#### Available data
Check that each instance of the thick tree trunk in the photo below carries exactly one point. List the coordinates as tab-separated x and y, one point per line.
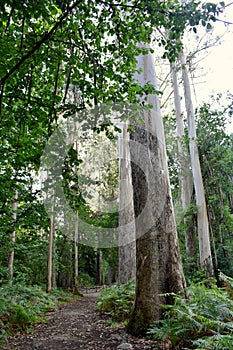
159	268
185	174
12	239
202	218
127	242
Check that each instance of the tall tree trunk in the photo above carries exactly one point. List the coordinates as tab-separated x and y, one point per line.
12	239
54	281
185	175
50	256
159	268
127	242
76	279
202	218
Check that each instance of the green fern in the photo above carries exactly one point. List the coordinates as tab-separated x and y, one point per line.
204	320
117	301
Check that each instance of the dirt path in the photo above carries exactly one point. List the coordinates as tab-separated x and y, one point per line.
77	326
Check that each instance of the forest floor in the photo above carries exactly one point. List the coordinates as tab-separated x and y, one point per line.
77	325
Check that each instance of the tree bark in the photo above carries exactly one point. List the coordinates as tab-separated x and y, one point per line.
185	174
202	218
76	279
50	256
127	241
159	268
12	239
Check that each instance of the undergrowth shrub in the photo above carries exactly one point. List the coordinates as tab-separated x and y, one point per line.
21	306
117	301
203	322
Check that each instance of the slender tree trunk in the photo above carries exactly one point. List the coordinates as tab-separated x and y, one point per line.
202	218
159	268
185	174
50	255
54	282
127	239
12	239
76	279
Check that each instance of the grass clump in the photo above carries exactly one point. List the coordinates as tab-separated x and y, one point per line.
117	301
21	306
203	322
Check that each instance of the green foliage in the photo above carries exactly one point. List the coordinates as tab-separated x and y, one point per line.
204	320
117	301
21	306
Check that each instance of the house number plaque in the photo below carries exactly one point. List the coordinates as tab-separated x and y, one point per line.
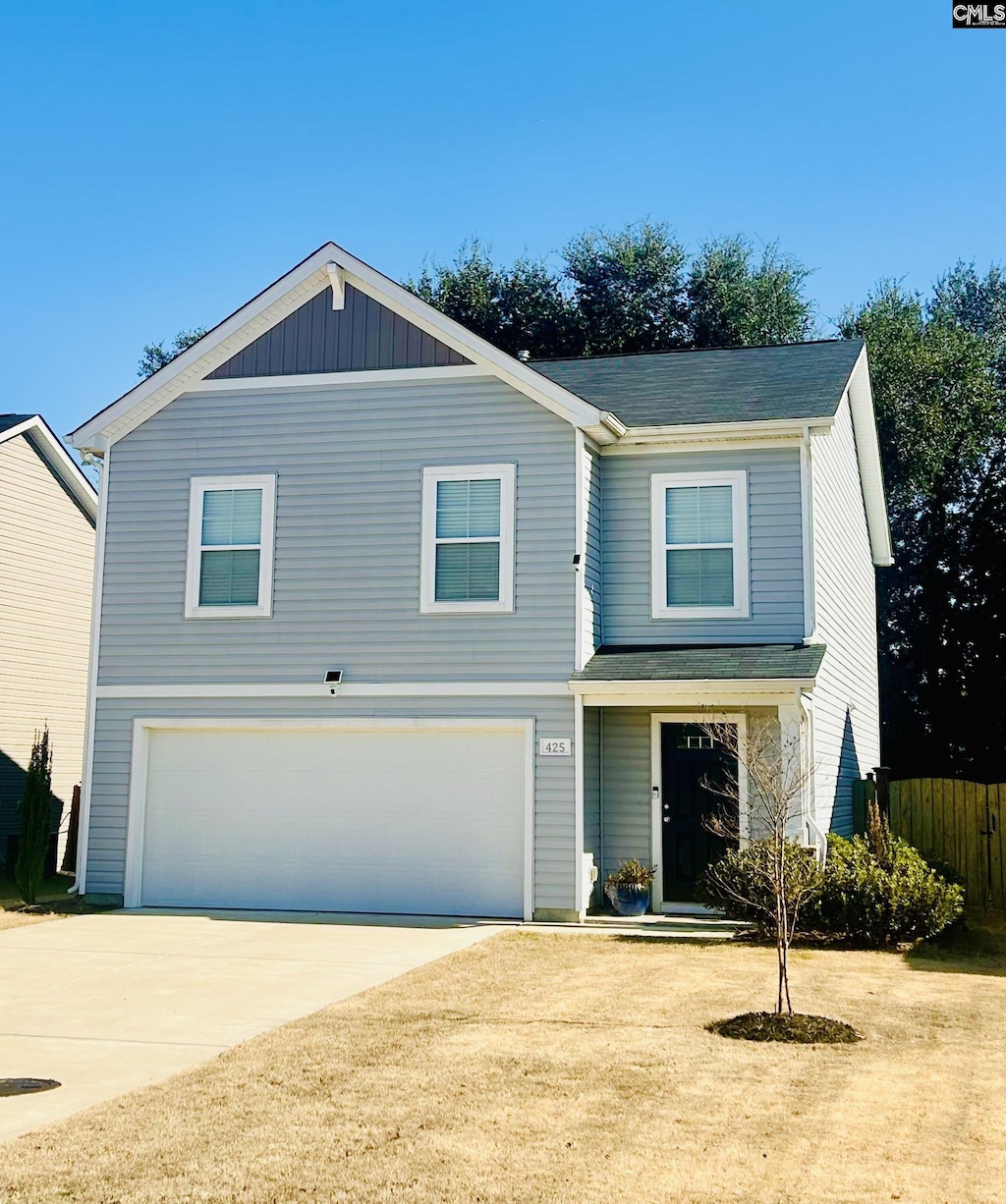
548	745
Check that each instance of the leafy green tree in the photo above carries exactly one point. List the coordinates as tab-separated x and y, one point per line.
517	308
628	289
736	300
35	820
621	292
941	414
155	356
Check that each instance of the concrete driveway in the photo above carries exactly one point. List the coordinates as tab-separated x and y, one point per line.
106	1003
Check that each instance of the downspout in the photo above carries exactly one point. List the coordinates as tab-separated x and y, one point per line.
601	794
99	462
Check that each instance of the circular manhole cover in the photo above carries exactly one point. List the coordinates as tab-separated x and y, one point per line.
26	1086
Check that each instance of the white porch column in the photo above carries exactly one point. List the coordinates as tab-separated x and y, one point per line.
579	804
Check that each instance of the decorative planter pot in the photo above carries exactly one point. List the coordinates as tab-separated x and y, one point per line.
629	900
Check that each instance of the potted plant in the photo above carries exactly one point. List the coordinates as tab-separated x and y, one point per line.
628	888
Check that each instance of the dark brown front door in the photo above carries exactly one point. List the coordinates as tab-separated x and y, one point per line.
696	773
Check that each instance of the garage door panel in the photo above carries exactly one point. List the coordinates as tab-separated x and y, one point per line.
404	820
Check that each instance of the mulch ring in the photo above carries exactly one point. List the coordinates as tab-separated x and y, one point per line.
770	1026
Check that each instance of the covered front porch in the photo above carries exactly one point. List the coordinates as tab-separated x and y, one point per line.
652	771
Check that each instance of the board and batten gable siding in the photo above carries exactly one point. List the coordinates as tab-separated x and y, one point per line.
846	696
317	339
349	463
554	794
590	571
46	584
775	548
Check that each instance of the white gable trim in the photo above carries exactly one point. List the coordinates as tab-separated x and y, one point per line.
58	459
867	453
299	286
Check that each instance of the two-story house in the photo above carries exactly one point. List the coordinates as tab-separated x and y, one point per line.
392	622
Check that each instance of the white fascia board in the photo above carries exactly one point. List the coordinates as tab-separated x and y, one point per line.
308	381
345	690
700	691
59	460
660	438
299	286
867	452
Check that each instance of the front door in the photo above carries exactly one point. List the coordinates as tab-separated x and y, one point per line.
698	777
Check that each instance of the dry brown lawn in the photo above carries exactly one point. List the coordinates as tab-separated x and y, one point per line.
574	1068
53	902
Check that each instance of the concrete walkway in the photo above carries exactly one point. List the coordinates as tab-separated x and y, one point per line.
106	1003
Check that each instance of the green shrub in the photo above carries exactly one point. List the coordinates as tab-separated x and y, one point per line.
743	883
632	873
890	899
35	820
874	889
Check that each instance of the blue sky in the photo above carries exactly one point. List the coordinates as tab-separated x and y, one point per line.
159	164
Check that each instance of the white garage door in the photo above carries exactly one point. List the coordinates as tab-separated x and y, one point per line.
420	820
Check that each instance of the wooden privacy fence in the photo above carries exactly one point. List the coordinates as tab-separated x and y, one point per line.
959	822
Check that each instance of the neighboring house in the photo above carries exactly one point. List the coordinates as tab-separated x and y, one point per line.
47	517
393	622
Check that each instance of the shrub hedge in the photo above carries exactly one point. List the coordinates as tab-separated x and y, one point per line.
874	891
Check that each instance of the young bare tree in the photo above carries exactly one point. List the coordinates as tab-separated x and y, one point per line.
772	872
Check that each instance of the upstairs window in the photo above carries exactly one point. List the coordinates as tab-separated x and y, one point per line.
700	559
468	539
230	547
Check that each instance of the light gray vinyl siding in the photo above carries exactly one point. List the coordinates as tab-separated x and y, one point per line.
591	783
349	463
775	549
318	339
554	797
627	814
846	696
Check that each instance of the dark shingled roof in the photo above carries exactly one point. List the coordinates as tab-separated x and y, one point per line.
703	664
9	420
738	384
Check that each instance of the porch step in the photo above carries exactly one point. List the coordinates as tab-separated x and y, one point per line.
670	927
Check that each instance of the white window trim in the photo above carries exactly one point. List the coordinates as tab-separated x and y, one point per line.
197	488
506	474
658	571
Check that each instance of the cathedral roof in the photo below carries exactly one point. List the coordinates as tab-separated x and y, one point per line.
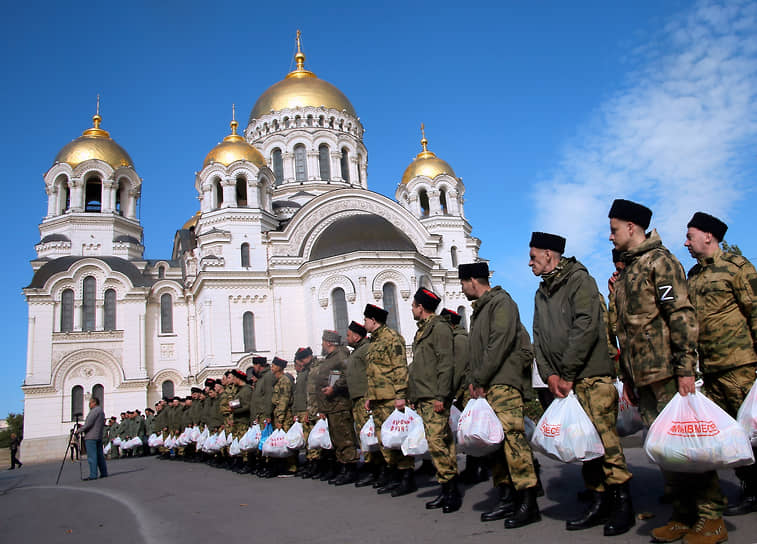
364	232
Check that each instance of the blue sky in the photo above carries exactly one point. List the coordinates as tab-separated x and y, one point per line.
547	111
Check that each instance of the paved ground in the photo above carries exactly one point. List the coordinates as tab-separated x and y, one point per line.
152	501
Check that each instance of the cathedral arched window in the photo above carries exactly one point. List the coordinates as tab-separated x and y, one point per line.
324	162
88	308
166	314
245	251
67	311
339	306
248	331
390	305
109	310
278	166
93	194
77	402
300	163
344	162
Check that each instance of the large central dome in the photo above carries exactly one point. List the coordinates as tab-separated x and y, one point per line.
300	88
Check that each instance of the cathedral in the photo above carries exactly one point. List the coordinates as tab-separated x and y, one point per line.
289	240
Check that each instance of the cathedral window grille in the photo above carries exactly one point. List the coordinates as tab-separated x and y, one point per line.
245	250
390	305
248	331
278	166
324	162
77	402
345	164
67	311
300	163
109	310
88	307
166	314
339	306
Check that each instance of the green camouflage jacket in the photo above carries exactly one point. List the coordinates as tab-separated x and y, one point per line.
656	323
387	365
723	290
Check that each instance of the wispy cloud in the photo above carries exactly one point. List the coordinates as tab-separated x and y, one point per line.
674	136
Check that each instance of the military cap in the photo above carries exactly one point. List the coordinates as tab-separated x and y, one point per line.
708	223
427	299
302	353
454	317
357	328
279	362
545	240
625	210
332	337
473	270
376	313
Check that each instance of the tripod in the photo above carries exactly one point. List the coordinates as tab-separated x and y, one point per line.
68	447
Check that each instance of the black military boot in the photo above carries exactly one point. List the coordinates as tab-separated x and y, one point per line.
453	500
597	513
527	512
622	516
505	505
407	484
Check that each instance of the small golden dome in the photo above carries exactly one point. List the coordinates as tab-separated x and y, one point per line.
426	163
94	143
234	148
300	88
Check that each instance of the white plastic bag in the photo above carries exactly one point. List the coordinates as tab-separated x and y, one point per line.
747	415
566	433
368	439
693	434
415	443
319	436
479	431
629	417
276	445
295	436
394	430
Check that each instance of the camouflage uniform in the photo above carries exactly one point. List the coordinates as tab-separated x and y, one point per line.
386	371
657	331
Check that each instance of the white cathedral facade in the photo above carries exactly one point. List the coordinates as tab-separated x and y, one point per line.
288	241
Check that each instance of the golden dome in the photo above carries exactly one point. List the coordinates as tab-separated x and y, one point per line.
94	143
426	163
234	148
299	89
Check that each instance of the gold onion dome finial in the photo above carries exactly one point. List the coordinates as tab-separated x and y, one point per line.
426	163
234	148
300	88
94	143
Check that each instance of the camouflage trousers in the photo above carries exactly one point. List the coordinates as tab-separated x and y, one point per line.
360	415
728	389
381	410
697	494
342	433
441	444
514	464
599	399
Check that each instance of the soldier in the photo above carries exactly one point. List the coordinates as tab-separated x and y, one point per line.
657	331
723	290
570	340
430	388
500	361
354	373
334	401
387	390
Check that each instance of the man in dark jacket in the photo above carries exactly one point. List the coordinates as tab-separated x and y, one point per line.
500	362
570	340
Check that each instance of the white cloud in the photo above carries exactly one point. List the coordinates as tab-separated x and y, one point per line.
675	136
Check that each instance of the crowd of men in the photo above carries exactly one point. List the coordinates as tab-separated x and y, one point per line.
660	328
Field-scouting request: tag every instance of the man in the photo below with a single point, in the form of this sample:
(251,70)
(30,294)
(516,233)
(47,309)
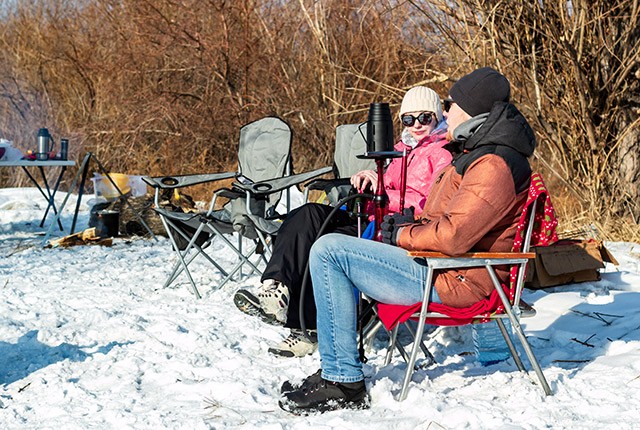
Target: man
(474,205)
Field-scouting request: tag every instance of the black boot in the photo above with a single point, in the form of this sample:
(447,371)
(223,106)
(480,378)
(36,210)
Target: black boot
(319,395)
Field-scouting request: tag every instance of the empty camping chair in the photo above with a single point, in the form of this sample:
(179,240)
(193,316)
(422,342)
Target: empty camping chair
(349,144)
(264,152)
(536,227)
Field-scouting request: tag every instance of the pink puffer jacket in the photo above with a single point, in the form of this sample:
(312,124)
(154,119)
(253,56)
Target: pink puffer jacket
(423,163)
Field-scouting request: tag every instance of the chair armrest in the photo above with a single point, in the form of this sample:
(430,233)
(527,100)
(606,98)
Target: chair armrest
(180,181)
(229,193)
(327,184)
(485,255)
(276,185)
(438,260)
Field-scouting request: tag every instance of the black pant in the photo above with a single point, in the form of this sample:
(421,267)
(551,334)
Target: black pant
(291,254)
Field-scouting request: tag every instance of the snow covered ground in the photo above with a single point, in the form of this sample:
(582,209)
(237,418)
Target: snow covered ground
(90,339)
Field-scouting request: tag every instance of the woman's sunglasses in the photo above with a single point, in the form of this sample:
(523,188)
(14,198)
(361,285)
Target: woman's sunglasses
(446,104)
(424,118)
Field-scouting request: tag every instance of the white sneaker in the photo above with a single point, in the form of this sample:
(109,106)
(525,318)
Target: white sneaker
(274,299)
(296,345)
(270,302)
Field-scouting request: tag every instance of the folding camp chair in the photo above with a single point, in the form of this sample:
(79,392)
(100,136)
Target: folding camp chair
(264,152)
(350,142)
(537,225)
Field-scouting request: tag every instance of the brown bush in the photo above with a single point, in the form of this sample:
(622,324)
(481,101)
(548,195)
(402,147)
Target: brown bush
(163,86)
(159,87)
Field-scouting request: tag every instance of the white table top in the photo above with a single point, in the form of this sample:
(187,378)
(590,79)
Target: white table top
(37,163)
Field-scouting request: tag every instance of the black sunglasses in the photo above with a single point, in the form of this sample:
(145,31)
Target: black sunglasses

#### Set problem
Beginning at the line that holds "Field-scouting request: tag every instance of the woman's", reproduce each line of the records above down to and including the last one.

#### Full response
Field-scouting request: tag every instance of the woman's sunglasses in the photo above with a single point, in the form of this sample:
(523,188)
(14,198)
(361,285)
Target: woman's sunglasses
(446,104)
(424,118)
Field-scouting request: tag every instance of the white sneaker in the photo above with a single point, in the form of this sample:
(109,106)
(525,318)
Target: white sneaker
(274,299)
(296,345)
(270,302)
Field-scouting request: tag every instance of the folding camp chair in the photo above with a single point, in the form of this sample:
(79,392)
(100,136)
Target: folding camp chair
(264,152)
(350,142)
(537,225)
Field-scouting request: tag every instance of the brown bush in the photo above with a single point, in the form of this sample:
(622,324)
(481,101)
(548,195)
(402,147)
Target: brown bush
(163,86)
(159,87)
Field-scouting request: tag every instance of the white table top in the photo above with a single point, in the form of this sample:
(187,378)
(590,79)
Target: white table top
(37,163)
Field-scouting request: tag every instance of the black sunglasses in the photo above with a single point, in the form of this sample:
(145,31)
Target: black sunglasses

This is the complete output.